• Document excerpt:
⁂
Another aspect of water monitoring is the necessity to keep a close eye on the extraction of water from streams, lakes, and rivers by fracking companies. According to Paul Feecel from the Carroll Concerned Citizens group, Ohio will lose 6.5 billion gallons of water per year by 2014 (when fracking is in full production). To put this in perspective: This represents the annual domestic water usage of ca. 258,000 people in Ohio, or the equivalent of the population of eight counties in the Athens region (see box below).
Most of this water will remain in the wells, while about 20% to 40% will come back to the surface as toxic wastewater, mixed with fracking chemicals and radioactive substances from the shale, and must be disposed of in injection wells, usually after temporary storage in open pits with often insufficient overflow control.
Ohio regulation prescribes that “all water withdrawers with the capacity to withdraw greater than 100,000 gallons per day are required to register and annually report monthly withdrawal quantities (and have been since 1990) pursuant to Ohio Revised Code Section 1521.16.” A permit and reporting are required above 2,000,000 g.p.d. over a 30 day period. This implies that a single industry can withdraw up to 100,000 gallons per day from local waters without permission and at no charge. In his presentation, Paul Feecel confirmed that it is common practice for fracking companies to build freshwater ponds and fill them up ahead of time by withdrawing the daily amount of unregulated water from lakes and streams. Since a single fracking job requires about one to seven million gallons of water, this can put a serious strain on local water supplies.
For instance, Fox Lake near Athens and close to an area where Cunningham Energy recently signed a lot of leases, encompasses 48 acres. With an assumed average depth of roughly 10 feet, it would have 480 acre feet, which translates into a volume of about 156,408,480 gallons. Assuming the average fracking job consumes 4.5 million to 5 million gallons of water, Fox Lake would be empty after 30 fracking jobs. Given that a single well may be refracked 10 to 12 times, Fox Lake would just have enough water for the life-span of three hydraulic fracking wells.
⁂
Proceed with the text on fracking and Ohio's water supplies, picking up after its final sentence. The accompanying data are not required.
⁂
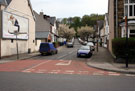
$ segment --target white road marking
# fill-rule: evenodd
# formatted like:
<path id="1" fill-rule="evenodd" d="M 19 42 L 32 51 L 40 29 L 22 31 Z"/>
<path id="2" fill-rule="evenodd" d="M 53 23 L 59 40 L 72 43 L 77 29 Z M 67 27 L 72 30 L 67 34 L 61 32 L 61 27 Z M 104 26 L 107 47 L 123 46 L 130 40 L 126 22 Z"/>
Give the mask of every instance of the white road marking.
<path id="1" fill-rule="evenodd" d="M 126 76 L 131 76 L 131 77 L 135 77 L 135 75 L 133 74 L 125 74 Z"/>
<path id="2" fill-rule="evenodd" d="M 62 56 L 58 57 L 58 59 L 61 59 L 61 58 L 65 57 L 65 56 L 67 56 L 67 54 L 66 54 L 66 55 L 62 55 Z"/>
<path id="3" fill-rule="evenodd" d="M 92 75 L 103 75 L 102 73 L 93 73 Z"/>
<path id="4" fill-rule="evenodd" d="M 33 70 L 34 68 L 36 68 L 36 67 L 38 67 L 38 66 L 40 66 L 40 65 L 42 65 L 42 64 L 48 63 L 48 62 L 50 62 L 50 61 L 51 61 L 51 60 L 48 60 L 48 61 L 39 63 L 39 64 L 37 64 L 37 65 L 35 65 L 35 66 L 31 67 L 31 68 L 28 68 L 28 69 L 23 70 L 23 72 Z"/>
<path id="5" fill-rule="evenodd" d="M 66 70 L 66 72 L 73 73 L 75 71 L 73 71 L 73 70 Z"/>
<path id="6" fill-rule="evenodd" d="M 59 62 L 59 63 L 57 63 L 56 65 L 64 65 L 64 66 L 67 66 L 67 65 L 70 65 L 71 64 L 71 62 L 72 62 L 72 60 L 69 60 L 69 61 L 62 61 L 62 62 Z"/>

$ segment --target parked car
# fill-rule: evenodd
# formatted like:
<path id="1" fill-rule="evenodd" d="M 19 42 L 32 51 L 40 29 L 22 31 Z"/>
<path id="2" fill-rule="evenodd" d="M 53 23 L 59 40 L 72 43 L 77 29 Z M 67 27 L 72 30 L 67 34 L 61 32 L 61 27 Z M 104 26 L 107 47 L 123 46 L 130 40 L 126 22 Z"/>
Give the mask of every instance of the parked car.
<path id="1" fill-rule="evenodd" d="M 92 51 L 95 50 L 95 46 L 94 46 L 94 43 L 93 42 L 88 42 L 87 45 L 91 47 L 91 50 Z"/>
<path id="2" fill-rule="evenodd" d="M 74 47 L 74 42 L 67 42 L 66 46 L 67 47 Z"/>
<path id="3" fill-rule="evenodd" d="M 58 50 L 54 47 L 53 43 L 41 43 L 39 52 L 43 54 L 57 54 Z"/>
<path id="4" fill-rule="evenodd" d="M 92 51 L 90 49 L 90 46 L 81 46 L 78 50 L 77 50 L 77 57 L 80 56 L 85 56 L 85 57 L 91 57 L 92 56 Z"/>

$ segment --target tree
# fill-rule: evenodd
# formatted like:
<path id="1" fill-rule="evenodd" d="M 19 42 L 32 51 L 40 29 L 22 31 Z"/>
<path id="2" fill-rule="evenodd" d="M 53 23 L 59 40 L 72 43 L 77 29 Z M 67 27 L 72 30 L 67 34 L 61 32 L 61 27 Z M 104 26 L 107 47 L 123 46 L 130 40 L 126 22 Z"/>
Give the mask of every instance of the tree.
<path id="1" fill-rule="evenodd" d="M 59 36 L 66 38 L 67 41 L 71 40 L 75 36 L 75 31 L 73 28 L 69 28 L 68 25 L 61 24 L 58 28 Z"/>
<path id="2" fill-rule="evenodd" d="M 85 26 L 78 29 L 78 34 L 82 40 L 87 40 L 94 34 L 94 30 L 92 27 Z"/>

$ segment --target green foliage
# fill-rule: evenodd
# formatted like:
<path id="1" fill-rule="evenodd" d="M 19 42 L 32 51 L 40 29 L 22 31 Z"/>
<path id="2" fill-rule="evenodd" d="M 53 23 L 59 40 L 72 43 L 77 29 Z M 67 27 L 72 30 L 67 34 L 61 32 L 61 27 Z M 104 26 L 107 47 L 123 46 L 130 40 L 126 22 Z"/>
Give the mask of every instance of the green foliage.
<path id="1" fill-rule="evenodd" d="M 85 26 L 85 27 L 81 27 L 78 29 L 78 35 L 80 36 L 81 39 L 85 40 L 87 39 L 88 41 L 88 38 L 94 33 L 94 30 L 92 27 L 89 27 L 89 26 Z"/>
<path id="2" fill-rule="evenodd" d="M 59 25 L 58 33 L 61 37 L 66 38 L 67 40 L 70 40 L 75 36 L 75 30 L 73 28 L 69 28 L 69 26 L 65 24 Z"/>
<path id="3" fill-rule="evenodd" d="M 125 58 L 128 52 L 130 62 L 135 62 L 135 38 L 128 39 L 128 50 L 126 49 L 126 38 L 113 39 L 112 49 L 117 58 Z"/>
<path id="4" fill-rule="evenodd" d="M 82 26 L 93 27 L 97 24 L 97 20 L 104 20 L 104 15 L 91 14 L 80 17 L 69 17 L 62 20 L 62 24 L 69 25 L 70 28 L 74 28 L 76 36 L 78 35 L 78 29 Z"/>

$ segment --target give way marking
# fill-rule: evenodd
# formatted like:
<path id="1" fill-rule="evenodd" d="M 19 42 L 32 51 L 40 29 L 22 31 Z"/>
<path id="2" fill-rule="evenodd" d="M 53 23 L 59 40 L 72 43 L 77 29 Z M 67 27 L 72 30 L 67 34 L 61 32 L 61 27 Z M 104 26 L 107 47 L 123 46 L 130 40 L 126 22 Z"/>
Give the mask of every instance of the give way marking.
<path id="1" fill-rule="evenodd" d="M 71 64 L 72 60 L 69 61 L 65 61 L 65 60 L 60 60 L 61 62 L 57 63 L 56 65 L 64 65 L 64 66 L 68 66 Z"/>

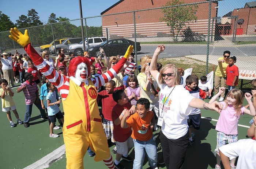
⁂
• Answer space:
While Ohio law does not require permits for water withdrawers under 100,000 gallons per day, Section 1521.17 ORC emphasizes the reasonableness of a use of water. Determination of reasonableness depends on the interests of the water user, potential harm caused by the use, existing values (including not just monetary value but also such intangibles as recreation, etc.), and the interests of society as a whole. This leaves the door wide open for a court case against a company withdrawing large amounts of water from Fox Lake or other valuable waters in our county.
Water monitoring with respect to both extraction and contamination of water is an indispensable tool in putting checks on the fracking industry. The expected effect of this damage control strategy is twofold: First, if fracking companies know that their impact on drinking water is being closely monitored, they may act more carefully, even if only for fear of getting sued. Second, if the amount and extent of water extraction is well documented and if the contamination of water has been professionally tested with scientific methods, then potentially harmed parties may have a real chance of receiving restitution in court.
Note: all calculations in this article are my own unless indicated otherwise.